# Try it
Collect every line of the records below that contains the word "siding".

Referring expression data:
- Opening Delimiter -

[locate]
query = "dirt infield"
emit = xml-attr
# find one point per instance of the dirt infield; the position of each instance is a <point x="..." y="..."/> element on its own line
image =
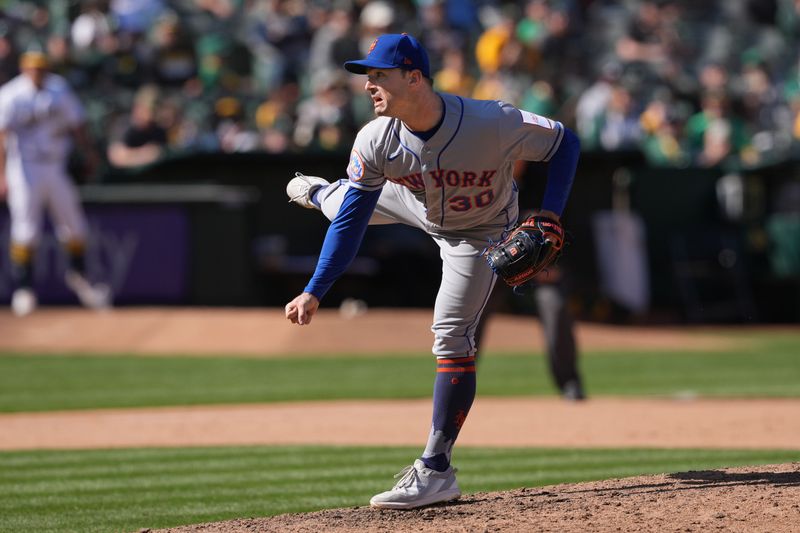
<point x="739" y="500"/>
<point x="743" y="500"/>
<point x="264" y="332"/>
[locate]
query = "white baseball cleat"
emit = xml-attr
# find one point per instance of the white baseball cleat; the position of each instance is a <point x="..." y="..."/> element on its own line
<point x="92" y="296"/>
<point x="23" y="301"/>
<point x="419" y="486"/>
<point x="301" y="187"/>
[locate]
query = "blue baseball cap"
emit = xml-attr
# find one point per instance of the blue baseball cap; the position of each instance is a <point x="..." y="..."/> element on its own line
<point x="393" y="50"/>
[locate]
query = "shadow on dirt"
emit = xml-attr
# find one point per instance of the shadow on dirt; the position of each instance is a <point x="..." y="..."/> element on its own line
<point x="718" y="477"/>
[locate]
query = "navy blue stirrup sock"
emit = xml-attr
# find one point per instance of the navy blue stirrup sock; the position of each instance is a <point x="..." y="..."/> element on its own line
<point x="453" y="394"/>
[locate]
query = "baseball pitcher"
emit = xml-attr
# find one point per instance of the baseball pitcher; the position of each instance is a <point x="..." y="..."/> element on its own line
<point x="443" y="164"/>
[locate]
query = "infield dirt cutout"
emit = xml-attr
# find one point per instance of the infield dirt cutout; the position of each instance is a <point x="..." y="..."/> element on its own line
<point x="757" y="498"/>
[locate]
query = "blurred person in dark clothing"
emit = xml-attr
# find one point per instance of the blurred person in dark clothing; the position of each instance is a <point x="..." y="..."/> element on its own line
<point x="143" y="140"/>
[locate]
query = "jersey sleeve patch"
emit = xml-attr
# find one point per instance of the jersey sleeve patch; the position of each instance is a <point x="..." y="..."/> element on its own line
<point x="536" y="120"/>
<point x="355" y="168"/>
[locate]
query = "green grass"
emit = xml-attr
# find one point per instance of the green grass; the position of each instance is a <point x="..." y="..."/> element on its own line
<point x="125" y="490"/>
<point x="765" y="365"/>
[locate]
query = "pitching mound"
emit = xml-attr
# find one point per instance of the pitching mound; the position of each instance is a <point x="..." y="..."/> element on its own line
<point x="748" y="499"/>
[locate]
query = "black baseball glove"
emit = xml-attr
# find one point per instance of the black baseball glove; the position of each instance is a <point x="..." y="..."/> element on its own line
<point x="531" y="247"/>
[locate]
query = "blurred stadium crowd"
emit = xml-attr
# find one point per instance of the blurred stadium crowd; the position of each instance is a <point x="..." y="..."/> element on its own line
<point x="687" y="82"/>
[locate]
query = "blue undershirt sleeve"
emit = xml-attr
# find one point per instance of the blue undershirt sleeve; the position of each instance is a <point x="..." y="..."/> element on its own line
<point x="343" y="239"/>
<point x="561" y="172"/>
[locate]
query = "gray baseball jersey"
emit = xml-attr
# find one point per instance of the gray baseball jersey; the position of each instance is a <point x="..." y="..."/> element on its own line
<point x="458" y="186"/>
<point x="38" y="125"/>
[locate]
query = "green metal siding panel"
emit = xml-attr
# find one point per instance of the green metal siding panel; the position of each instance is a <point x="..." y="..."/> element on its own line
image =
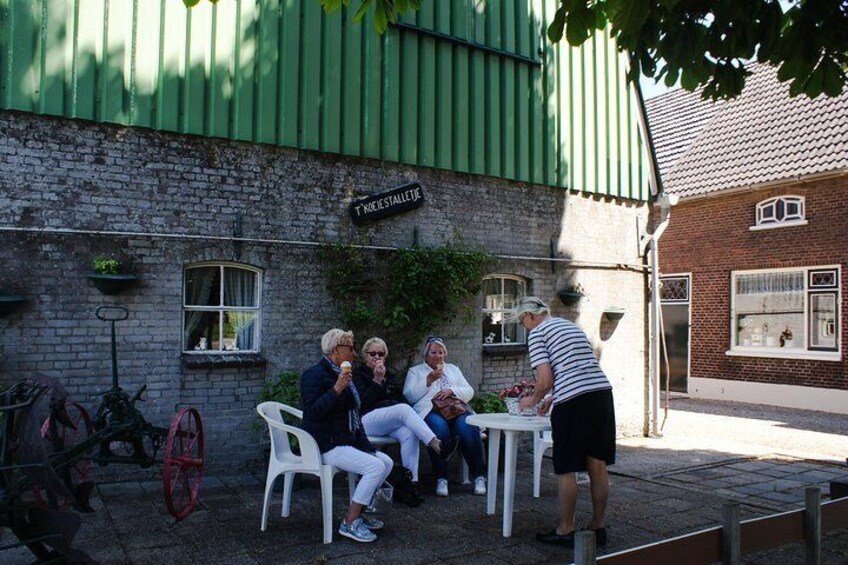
<point x="409" y="88"/>
<point x="468" y="98"/>
<point x="390" y="120"/>
<point x="372" y="94"/>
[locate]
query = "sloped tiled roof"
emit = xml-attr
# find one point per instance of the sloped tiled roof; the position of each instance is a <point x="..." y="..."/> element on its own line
<point x="762" y="136"/>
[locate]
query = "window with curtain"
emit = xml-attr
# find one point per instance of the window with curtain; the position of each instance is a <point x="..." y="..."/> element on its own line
<point x="499" y="295"/>
<point x="220" y="308"/>
<point x="781" y="210"/>
<point x="787" y="310"/>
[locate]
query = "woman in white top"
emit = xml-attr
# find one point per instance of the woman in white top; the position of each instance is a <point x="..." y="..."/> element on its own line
<point x="435" y="379"/>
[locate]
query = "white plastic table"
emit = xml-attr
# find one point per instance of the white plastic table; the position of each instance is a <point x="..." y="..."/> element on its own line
<point x="511" y="426"/>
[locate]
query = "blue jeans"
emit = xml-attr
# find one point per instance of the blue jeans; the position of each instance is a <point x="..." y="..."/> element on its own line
<point x="469" y="442"/>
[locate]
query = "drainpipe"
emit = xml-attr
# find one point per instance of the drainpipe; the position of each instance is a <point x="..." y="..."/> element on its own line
<point x="650" y="244"/>
<point x="666" y="201"/>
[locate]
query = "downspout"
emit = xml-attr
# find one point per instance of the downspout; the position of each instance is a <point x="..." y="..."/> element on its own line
<point x="650" y="245"/>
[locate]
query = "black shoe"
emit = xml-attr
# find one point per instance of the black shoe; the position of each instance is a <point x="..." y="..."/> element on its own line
<point x="564" y="540"/>
<point x="600" y="537"/>
<point x="419" y="498"/>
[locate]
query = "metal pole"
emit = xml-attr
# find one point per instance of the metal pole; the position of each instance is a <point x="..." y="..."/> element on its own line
<point x="584" y="548"/>
<point x="812" y="524"/>
<point x="114" y="359"/>
<point x="731" y="542"/>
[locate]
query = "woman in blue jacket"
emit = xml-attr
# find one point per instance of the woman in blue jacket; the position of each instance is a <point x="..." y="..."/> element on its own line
<point x="331" y="414"/>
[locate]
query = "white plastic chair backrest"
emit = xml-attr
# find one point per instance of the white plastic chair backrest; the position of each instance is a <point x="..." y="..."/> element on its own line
<point x="310" y="456"/>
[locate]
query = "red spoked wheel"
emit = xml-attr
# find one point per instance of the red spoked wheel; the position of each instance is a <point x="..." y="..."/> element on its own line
<point x="183" y="462"/>
<point x="60" y="437"/>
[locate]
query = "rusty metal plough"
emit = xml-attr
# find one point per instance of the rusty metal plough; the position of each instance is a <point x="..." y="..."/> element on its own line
<point x="48" y="445"/>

- Closing Delimiter -

# Final answer
query = "green metal siding panel"
# find one point per instance of the green metal siding panel; the position of each instance is a <point x="..." y="..."/> element on its own line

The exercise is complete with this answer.